From the line that includes "girl in green" to the last line of the records that follow, copy every line exactly and nothing more, omitting pictures.

----------------

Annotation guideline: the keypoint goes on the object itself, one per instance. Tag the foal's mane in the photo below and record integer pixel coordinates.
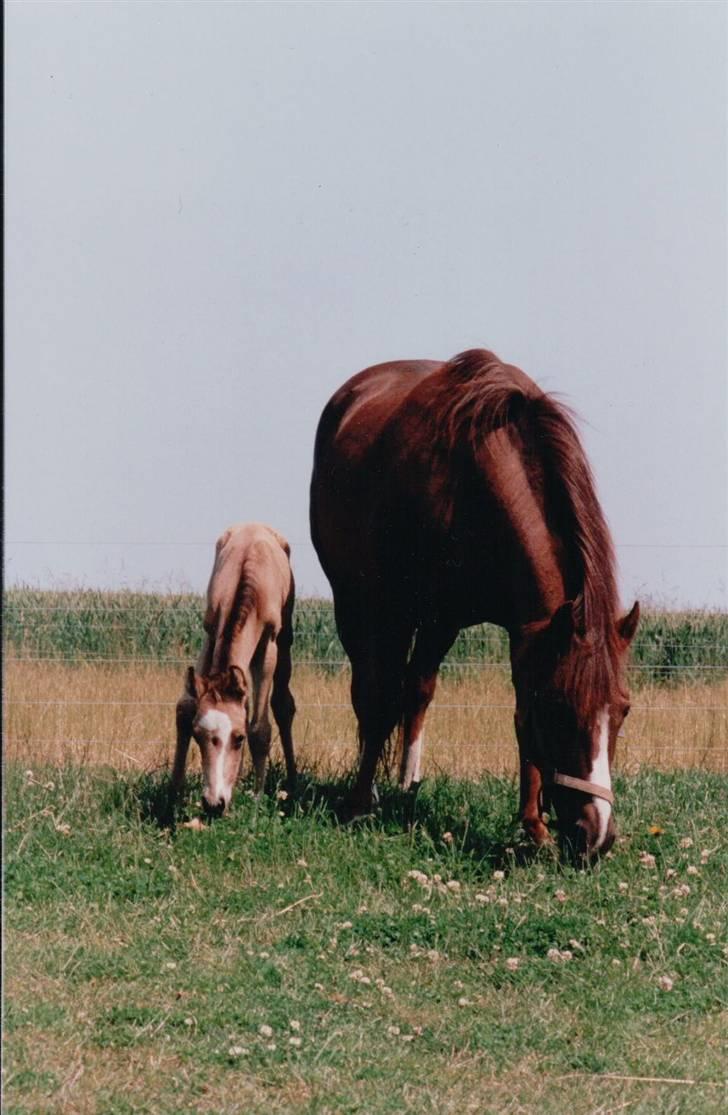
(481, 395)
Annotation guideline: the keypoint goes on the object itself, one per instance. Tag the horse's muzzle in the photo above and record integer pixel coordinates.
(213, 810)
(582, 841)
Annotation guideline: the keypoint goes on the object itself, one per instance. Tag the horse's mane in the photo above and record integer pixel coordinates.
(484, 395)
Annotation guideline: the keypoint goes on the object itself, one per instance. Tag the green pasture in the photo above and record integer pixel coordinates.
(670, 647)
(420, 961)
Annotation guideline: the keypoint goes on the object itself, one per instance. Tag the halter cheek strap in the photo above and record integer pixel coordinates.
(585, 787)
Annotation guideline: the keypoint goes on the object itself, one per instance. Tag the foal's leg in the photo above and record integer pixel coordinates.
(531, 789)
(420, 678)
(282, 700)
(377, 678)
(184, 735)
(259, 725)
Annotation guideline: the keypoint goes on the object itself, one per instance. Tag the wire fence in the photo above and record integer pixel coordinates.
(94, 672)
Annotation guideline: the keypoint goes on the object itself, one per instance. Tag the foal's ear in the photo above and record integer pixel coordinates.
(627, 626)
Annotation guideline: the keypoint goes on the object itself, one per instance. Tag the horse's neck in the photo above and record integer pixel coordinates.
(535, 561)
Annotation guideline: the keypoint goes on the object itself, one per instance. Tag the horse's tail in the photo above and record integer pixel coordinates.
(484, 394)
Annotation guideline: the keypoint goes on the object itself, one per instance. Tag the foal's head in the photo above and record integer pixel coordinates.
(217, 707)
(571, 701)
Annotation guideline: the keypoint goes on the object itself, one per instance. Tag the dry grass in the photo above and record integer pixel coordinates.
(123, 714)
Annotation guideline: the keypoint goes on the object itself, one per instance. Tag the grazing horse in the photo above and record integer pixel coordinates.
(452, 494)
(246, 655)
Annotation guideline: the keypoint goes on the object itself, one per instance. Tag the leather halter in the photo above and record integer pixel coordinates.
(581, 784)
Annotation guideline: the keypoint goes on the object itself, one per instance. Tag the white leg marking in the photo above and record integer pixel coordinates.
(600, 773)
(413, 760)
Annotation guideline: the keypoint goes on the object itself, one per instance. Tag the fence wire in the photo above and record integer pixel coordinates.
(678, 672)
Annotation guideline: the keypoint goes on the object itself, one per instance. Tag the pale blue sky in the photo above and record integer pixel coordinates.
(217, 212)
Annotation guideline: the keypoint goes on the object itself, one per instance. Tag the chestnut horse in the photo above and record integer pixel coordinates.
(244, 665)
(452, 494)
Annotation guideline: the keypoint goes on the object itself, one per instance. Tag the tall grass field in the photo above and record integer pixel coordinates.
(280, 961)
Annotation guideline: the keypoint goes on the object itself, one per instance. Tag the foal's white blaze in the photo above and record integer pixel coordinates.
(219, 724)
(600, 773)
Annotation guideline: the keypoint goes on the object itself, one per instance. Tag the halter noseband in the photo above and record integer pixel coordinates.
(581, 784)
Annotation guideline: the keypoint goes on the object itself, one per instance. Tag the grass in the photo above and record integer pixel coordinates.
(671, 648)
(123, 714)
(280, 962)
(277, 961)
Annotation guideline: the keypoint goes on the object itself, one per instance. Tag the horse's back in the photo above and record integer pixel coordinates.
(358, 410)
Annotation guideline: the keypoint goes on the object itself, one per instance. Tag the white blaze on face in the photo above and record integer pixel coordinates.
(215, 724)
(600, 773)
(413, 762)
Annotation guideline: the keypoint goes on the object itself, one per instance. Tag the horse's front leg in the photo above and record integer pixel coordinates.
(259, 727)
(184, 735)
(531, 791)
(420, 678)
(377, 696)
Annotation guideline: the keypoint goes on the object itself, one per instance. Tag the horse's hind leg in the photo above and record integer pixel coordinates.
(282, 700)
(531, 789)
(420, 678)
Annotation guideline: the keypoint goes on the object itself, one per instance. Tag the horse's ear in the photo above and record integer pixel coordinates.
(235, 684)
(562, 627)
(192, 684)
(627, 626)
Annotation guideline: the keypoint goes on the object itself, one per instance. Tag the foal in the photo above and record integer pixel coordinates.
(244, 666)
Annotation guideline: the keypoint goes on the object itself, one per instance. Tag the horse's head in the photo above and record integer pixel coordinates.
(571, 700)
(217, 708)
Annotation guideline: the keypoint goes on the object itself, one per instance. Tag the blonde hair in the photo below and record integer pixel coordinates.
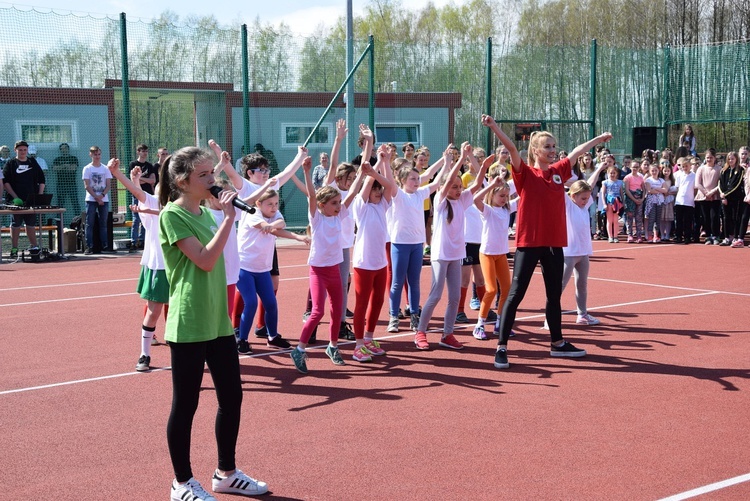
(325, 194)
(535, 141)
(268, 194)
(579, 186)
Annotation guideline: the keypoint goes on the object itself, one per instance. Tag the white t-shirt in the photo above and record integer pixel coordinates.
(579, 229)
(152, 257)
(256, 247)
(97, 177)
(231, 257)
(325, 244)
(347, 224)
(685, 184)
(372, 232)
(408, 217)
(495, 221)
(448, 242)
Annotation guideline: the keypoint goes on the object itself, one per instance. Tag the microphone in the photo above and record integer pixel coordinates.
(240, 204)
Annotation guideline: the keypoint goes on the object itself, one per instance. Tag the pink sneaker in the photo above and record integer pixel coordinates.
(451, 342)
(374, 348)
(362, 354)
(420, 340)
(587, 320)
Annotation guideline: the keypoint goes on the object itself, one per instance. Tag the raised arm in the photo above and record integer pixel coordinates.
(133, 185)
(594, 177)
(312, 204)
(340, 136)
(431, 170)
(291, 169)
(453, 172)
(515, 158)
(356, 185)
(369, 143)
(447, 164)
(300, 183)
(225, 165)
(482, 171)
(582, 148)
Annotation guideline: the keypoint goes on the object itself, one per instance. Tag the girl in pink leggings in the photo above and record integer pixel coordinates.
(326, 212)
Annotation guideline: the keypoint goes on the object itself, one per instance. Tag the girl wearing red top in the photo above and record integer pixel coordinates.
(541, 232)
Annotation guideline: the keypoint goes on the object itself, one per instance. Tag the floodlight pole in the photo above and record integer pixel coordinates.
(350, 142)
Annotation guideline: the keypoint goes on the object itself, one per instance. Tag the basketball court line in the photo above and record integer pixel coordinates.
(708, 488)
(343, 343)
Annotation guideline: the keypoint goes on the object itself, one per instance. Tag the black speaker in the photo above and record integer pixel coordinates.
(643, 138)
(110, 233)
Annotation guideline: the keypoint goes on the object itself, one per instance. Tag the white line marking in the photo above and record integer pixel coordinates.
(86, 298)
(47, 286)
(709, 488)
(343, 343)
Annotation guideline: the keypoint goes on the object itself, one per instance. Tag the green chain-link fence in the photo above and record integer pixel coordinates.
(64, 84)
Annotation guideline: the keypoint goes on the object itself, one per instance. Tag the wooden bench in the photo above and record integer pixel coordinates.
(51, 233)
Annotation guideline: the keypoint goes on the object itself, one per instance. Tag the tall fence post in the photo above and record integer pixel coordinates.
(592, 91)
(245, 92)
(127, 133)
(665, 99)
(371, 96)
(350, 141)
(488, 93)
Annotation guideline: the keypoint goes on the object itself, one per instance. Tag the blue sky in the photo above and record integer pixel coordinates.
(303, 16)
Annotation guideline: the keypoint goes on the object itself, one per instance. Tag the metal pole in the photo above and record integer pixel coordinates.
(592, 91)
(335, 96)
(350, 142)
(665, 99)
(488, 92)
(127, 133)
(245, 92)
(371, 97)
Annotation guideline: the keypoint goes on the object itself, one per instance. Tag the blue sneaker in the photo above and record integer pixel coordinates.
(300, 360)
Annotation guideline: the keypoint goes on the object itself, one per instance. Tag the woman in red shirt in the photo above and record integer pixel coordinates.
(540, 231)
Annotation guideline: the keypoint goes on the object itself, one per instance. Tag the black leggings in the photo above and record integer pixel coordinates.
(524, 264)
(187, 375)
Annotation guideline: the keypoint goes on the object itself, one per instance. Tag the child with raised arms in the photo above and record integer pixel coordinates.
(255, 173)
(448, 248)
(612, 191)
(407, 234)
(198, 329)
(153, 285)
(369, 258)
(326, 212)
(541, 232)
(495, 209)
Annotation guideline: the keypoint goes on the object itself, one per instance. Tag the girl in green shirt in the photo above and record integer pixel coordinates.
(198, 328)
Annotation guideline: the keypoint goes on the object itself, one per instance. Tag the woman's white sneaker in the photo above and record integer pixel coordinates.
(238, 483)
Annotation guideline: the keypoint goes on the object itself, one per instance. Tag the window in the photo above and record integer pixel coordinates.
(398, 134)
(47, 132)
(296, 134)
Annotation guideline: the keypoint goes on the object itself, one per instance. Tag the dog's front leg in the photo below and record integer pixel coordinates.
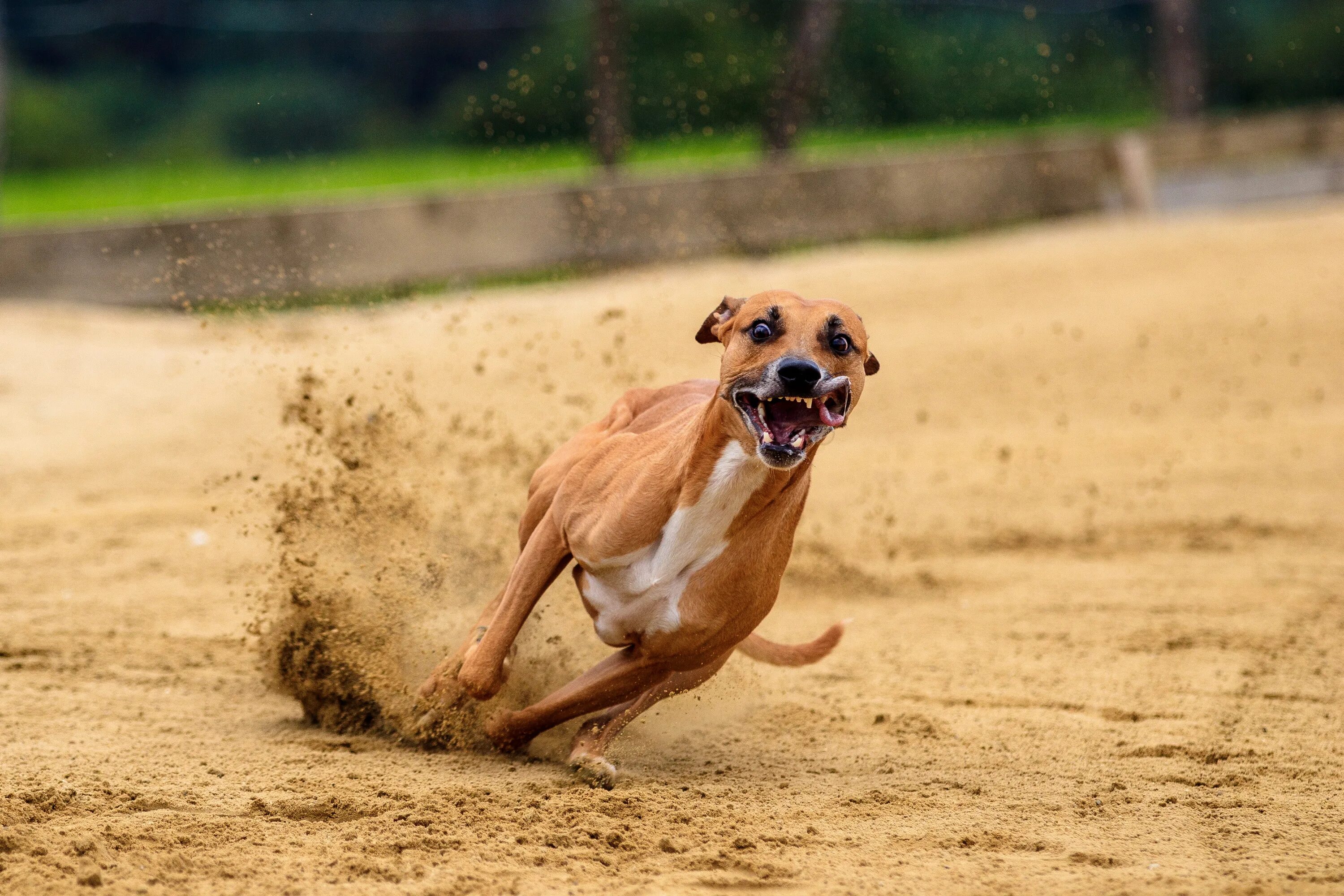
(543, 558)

----------------

## ANSWER
Annotation guideline: the keypoint goes on the object itself, one per instance. Tag the girl in green shirt in the photo above and record integer pixel coordinates.
(198, 328)
Annotation guideline: the keypoint goes on the object itself, one per instance. Tag the woman's white sneaker in the photo above and record integer pixel coordinates.
(238, 483)
Annotation guideline: the keypoint goes on the object itself, one per instance. Tag the window in the photo above and record integer pixel coordinates.
(398, 134)
(47, 132)
(296, 134)
Annotation guideline: the keypoint goes on the object itself, one per instance. Tag the dog's front leg in the photo below and record integer pixel coordinates.
(543, 558)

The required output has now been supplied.